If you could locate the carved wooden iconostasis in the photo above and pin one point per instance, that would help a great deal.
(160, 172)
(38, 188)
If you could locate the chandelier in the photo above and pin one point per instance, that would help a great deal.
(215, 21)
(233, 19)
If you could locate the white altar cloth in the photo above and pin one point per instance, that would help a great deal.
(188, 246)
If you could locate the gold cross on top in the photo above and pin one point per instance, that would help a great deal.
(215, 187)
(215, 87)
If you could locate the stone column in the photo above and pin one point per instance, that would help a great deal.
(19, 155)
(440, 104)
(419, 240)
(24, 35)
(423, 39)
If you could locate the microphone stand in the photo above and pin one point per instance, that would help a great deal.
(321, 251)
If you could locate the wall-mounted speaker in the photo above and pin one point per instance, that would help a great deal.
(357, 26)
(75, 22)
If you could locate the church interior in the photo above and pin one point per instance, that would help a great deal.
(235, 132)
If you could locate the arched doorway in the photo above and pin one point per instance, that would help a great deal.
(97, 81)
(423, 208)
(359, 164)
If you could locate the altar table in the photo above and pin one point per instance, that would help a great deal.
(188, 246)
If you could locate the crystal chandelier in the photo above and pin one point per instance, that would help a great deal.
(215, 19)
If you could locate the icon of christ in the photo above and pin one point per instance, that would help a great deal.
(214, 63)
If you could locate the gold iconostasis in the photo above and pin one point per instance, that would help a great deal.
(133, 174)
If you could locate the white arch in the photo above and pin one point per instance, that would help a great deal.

——————————

◆ Given exercise
Repeat every line above word for word, changing nothing.

◆ Answer to this problem
If you could locate the carved wooden iconostasis in the photo above and pin one point per instance, that would help a great deal.
(160, 172)
(38, 188)
If you could locate the chandelier in the photo above and pin one point per instance, that would help a great deal.
(215, 21)
(233, 19)
If you could locate the white altar cloth in the photo above and pin one point per instance, that would help a great deal.
(188, 246)
If you could locate the gold cross on top in the photo above and pin one point per instance, that would help a great deal.
(215, 187)
(215, 87)
If you could locate the stone column in the photo above and pin one point per instance, that would help a great deal.
(19, 155)
(440, 104)
(419, 240)
(24, 35)
(423, 39)
If you could locate the microphone stand in the photo above and pin one point per instance, that would help a great deal.
(321, 251)
If you could locate the wall-mounted speaker in the photo above and pin one point per instance, that would help a great deal.
(357, 26)
(75, 22)
If you could locate the church interior in the photo above and pin one point per instance, that would help a great deal.
(235, 132)
If you could locate the arched doorway in the photo above and pin one point per instance, that would help a great deal.
(97, 81)
(423, 208)
(359, 164)
If you could locate the altar table in the photo above and pin one point per instance, that would help a great deal.
(188, 246)
If you could locate the crystal chandelier in the photo above and pin one point per instance, that would help a great deal.
(215, 19)
If you could locate the icon of christ in the photo above and pin one point per instance, that would help a great deal.
(214, 63)
If you could locate the gold iconostasis in the photo above and pin one point per instance, that would help a great deal.
(133, 174)
If you could locate the white arch in the photo above and pin one point per instance, that would help a great deal.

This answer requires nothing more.